-- Kutipan Sumber --
□ □ □ □
Berdasarkan WHO (World Health Organization), kriteria dokter bintang 5 adalah care provider, decision maker, communicator, community leader dan manager. Seorang dokter, terutama dokter spesialis, harus dapat memenuhi ke-lima poin tersebut sehingga bisa menjadi seorang role model dokter yang baik di lingkungan masyarakat luas. Akan tetapi, dari ke-lima poin yang telah disebutkan tidak ada satupun yang menyatakan secara tersurat mengenai pentingnya memiliki hubungan dalam keluarga yang baik.
Apakah seorang dokter harus berfokus mengejar menjadi seorang five star doctor saja, hingga akhirnya pasangannya terlantar atau bahkan anaknya menjadi tidak terperhatikan? Ironis, karena kenyataannya memang ada beberapa yang seperti itu. Ia berhasil menjadi seorang dokter yang hebat, namun tidak cukup hebat dalam membina keluarga.
□ □ □ □
-- Tujuan Tugas 1 --
Tentukan apakah setiap pernyataan berikut sesuai dengan kutipan tentang dokter bintang 5. Jawab ya atau tidak, lalu kutip kata-kata penentunya dari kutipan.
(a) Communicator termasuk dalam kriteria dokter bintang 5 menurut WHO.
(b) Salah satu dari kelima kriteria secara tersurat menyebut pentingnya hubungan keluarga yang baik.
(c) Memang ada dokter yang mengejar predikat five star doctor sampai pasangan atau anaknya terabaikan.
-- Tujuan Tugas 2 --
Mohon tulis ulang paragraf dalam kutipan yang diawali "Berdasarkan WHO" dalam bentuk daftar poin tanpa menghilangkan fakta utamanya.
-- Tujuan Tugas 3 --
Dalam hal apa dokter yang digambarkan dalam kutipan dinilai tidak cukup hebat?
Baris data tidak berperan dalam soal ini.

-- Data Tersimpan --
□ □ □ □
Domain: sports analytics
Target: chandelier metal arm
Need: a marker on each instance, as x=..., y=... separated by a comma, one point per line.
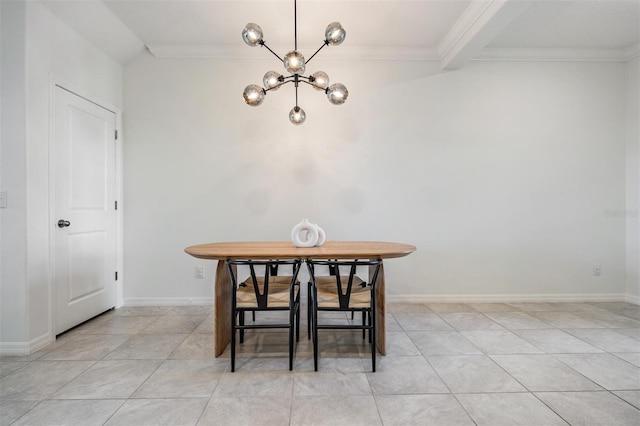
□ □ □ □
-- Pembahasan Jawaban 1 --
(a) Ya: "kriteria dokter bintang 5 adalah care provider, decision maker, communicator, community leader dan manager"
(b) Tidak: "dari ke-lima poin yang telah disebutkan tidak ada satupun yang menyatakan secara tersurat mengenai pentingnya memiliki hubungan dalam keluarga yang baik"
(c) Ya: "Ironis, karena kenyataannya memang ada beberapa yang seperti itu."

-- Pembahasan Jawaban 2 --
- Menurut WHO, kriteria dokter bintang 5 ada lima: care provider, decision maker, communicator, community leader, dan manager.
- Seorang dokter, terutama dokter spesialis, harus memenuhi kelima kriteria itu agar menjadi role model dokter yang baik di masyarakat luas.
- Tak satu pun dari kelima kriteria itu secara tersurat menyebut pentingnya hubungan yang baik dalam keluarga.

-- Pembahasan Jawaban 3 --
Dalam membina keluarga.